# Family Bedroom only



## MamaOui (Aug 9, 2002)

How many of you have just a family bedroom with no other bedroom in the house?

How many kids do you have?

What are their ages?

Do you think you will have a family bedroom (only) for a while longer?

To answer my own questions:

-We have just the family bedroom

-We have two boys. Their ages are 3 and 19 months.

-We are expecting #3 in January. I think we will still sleep in the same room after the baby is born. I don't see our situation changing any time soon unless ds#1 asks for his own room.


----------



## Mona (May 22, 2003)

We have just one family bedroom. DD is 7 mo old, and will share this room with us for a LONG time. Most likely she will be an only, so I can't really put myself in your shoes. But i guess i would just say do whatever feels good to you!


----------



## bluedotsmom (Nov 19, 2001)

We have a family bedroom for dd1 (5 yo), dd2 (4 yo), ds (8 mo), me and dh. The dd's sleep in their bed in our room and ds sleeps with me and dh.

We're in no hurry for a separate room for the girls, since our house has the master bedroom across the house from the "girls' room."

They occasionally ask about sleeping on bunk beds in 'their' room, but we're not pushing it.

My dh is a firm supporter of family bed and now, family bedroom.

I've often wondered how much of the world's population doesn't have the luxury of separate bedrooms.


----------



## nikirj (Oct 1, 2002)

We live in a one-bedroom apartment, so we don't have much of a choice in the matter. Our kids are 3.5 and 1.5. While the 3.5 year old sleeps on her own bed in our room, I seriously doubt she'd be happy sleeping in her own room, and we don't want to push things like that. As it is, she sleeps in her own bed most of the time, but sometimes climbs in with us, and even on nights she stays in her own bed will almost always call out to us at some point just to make sure we're still there before she falls back to sleep. So for the time being, we are more than happy with our single bedroom.

We expect to have a continuous family bedroom for as long as our kids want to sleep with us. For all we know, this will be when our youngest (to-be, since we would like more children) is 7 and we will end up having a family bedroom for 20 years straight. We don't know. I do know that my own parents had a family bed for 15 years running and are now so used to the concept that when the kids who still live there (teenagers now) are really sick they will still sometimes sleep in the same bed, and of course my own kids are always welcome for naps or overnighters. My dad actually says that he got so used to sleeping with kids in the bed that when my youngest brother moved out he went through a couple weeks of insomnia. I know I definately sleep better with the kids right there with me.

We do, however, want to have a bedroom available for DD when she wants one. So we are contemplating a move to someplace where she can have one. Knowing the kids, though, we'll probably end up with a sibling bed in their own room. DH and I do think that sibling room-and-bed sharing is normal and healthy, so we'll encourage that .


----------



## *LoveBugMama* (Aug 2, 2003)

We have a familyroom.

But, our family is just 2 people, me and Noah!









He has his own bed next to mine, and sleeps in his bed most of the night. He always climbs into my bed in the early morning hours, though.

We will share a bedroom for as long as he wants to.

WORK ORDER 1 »
From the first line of the rows through the line holding "positive clicks: (538, 214)", inclusive, swap every "clicks" for "points" and write those lines out again with nothing else changed.
The thread and the rows that follow it were taken from separate sources.

RECORD SET »
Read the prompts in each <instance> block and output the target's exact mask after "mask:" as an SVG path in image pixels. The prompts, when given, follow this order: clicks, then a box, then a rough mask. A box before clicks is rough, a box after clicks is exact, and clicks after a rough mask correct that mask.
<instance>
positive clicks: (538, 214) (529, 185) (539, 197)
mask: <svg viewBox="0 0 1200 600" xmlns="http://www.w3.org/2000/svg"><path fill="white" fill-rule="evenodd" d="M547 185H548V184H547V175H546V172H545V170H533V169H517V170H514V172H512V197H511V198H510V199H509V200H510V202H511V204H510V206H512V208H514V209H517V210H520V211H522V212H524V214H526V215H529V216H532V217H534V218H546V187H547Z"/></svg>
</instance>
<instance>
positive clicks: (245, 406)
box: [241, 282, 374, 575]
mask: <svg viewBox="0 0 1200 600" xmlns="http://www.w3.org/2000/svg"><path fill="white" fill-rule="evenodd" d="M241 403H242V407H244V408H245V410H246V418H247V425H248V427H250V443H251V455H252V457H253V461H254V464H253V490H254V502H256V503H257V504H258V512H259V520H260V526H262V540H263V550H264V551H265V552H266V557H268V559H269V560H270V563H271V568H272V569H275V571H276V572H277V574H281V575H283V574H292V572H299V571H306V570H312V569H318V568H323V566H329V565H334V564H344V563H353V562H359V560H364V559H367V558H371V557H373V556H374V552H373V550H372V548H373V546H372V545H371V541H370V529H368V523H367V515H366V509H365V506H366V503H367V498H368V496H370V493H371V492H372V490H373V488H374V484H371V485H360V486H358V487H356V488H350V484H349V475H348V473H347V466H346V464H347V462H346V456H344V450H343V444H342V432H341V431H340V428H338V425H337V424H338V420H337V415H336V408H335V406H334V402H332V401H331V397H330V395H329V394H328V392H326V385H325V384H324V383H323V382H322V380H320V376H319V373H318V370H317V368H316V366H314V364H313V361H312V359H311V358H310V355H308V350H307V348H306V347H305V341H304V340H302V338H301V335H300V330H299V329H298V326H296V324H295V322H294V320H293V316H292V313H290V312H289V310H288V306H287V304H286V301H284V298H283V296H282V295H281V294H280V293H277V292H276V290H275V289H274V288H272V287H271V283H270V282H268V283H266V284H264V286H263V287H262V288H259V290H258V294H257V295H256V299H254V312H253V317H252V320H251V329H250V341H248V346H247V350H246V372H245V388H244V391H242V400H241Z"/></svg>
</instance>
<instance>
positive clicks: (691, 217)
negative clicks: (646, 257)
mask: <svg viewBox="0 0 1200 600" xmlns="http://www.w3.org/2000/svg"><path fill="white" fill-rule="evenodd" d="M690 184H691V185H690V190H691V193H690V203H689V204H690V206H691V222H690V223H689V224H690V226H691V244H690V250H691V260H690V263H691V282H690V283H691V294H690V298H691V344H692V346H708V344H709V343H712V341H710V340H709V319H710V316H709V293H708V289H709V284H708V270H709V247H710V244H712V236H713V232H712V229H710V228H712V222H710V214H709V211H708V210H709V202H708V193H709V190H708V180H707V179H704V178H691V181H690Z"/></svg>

WORK ORDER 2 »
Answer these questions about the family bedroom thread.
(a) How many boys does MamaOui have, and how old are they?
(b) For how many years did nikirj's parents have a family bed?
(c) What does Noah always do in the early morning hours?

ANSWER BOX 1 »
Read the prompts in each <instance> block and output the target's exact mask after "mask:" as an SVG path in image pixels. The prompts, when given, follow this order: points, then a box, then a rough mask. A box before points is rough, a box after points is exact, and points after a rough mask correct that mask.
<instance>
positive points: (538, 214) (529, 185) (539, 197)

ANSWER BOX 2 »
(a) Two boys, aged 3 and 19 months.
(b) 15 years.
(c) He climbs into his parent's bed.